▶ TASK INPUTS:

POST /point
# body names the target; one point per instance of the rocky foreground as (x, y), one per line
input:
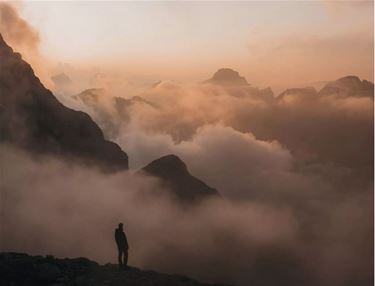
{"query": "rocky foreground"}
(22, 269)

...

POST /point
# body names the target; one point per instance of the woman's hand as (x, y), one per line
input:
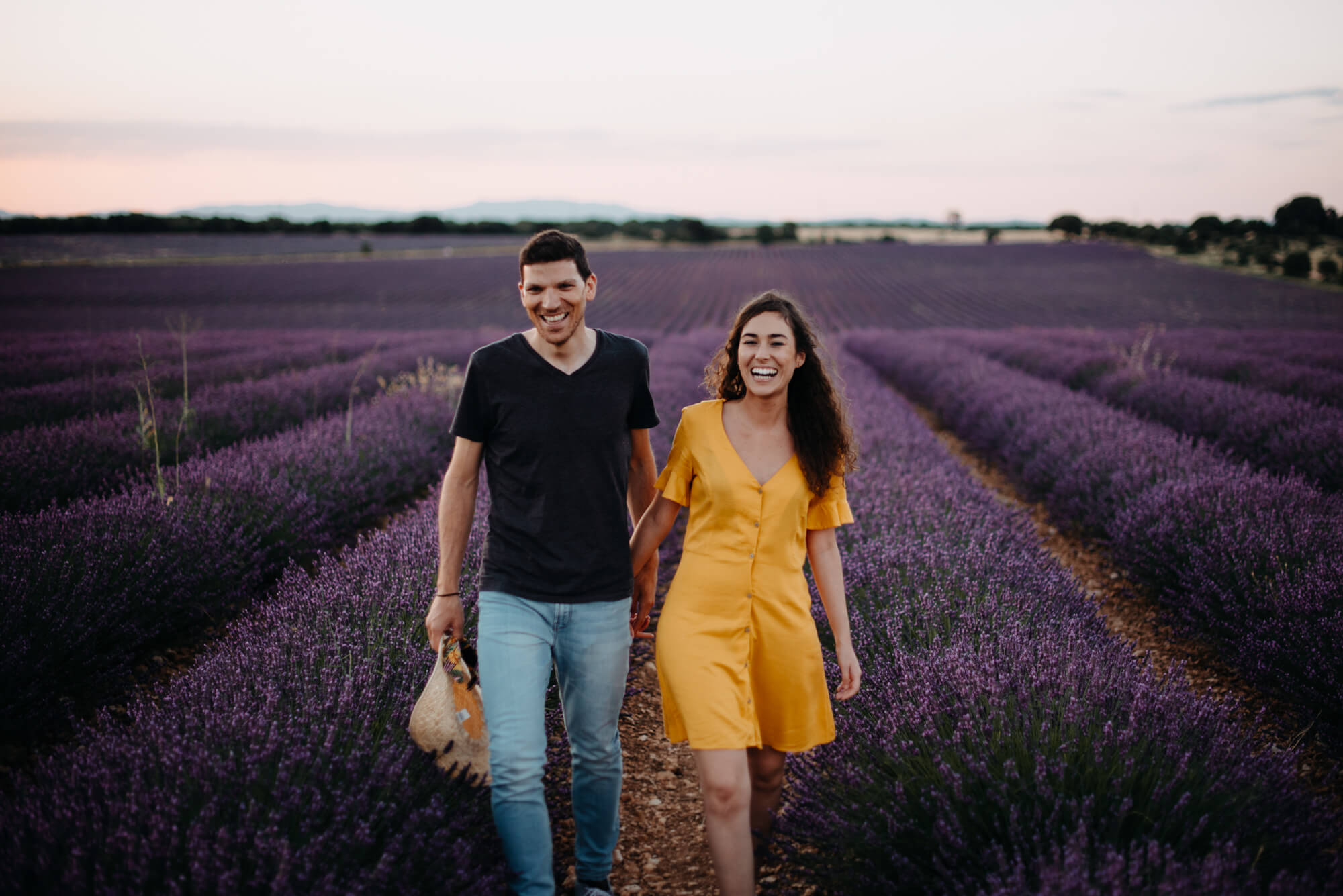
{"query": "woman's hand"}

* * *

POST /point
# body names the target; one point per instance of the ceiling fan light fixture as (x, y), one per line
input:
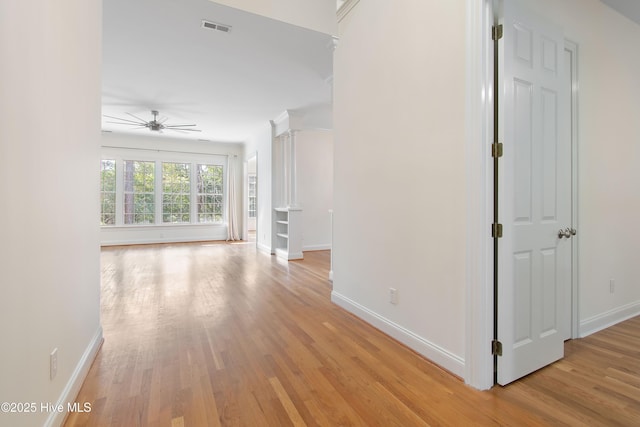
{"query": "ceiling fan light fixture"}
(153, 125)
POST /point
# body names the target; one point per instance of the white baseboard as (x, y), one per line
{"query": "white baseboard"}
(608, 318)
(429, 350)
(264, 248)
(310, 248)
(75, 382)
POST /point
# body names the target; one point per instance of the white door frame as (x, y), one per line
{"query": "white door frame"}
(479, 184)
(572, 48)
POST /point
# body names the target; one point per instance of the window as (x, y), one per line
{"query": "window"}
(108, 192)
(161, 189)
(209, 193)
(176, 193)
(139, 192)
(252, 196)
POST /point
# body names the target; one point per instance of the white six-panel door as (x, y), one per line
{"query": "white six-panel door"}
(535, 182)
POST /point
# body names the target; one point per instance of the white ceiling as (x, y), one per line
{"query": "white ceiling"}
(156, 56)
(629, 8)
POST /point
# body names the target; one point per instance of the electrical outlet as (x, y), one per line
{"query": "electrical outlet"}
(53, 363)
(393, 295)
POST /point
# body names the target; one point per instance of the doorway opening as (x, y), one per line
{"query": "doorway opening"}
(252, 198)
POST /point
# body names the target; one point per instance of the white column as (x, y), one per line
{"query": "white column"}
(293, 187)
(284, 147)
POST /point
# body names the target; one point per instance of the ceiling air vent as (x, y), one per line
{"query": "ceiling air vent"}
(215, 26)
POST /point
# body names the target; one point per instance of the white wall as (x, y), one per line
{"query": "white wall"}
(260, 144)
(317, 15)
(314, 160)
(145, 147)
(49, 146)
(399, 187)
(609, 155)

▶ WHAT IS EXPECTED: Display each line of the rows above that contains the string "outlet". Matching is case-sensitive.

▶ ANSWER BELOW:
# body names the target; one point per instance of the electrical outlet as (x, y), one per line
{"query": "electrical outlet"}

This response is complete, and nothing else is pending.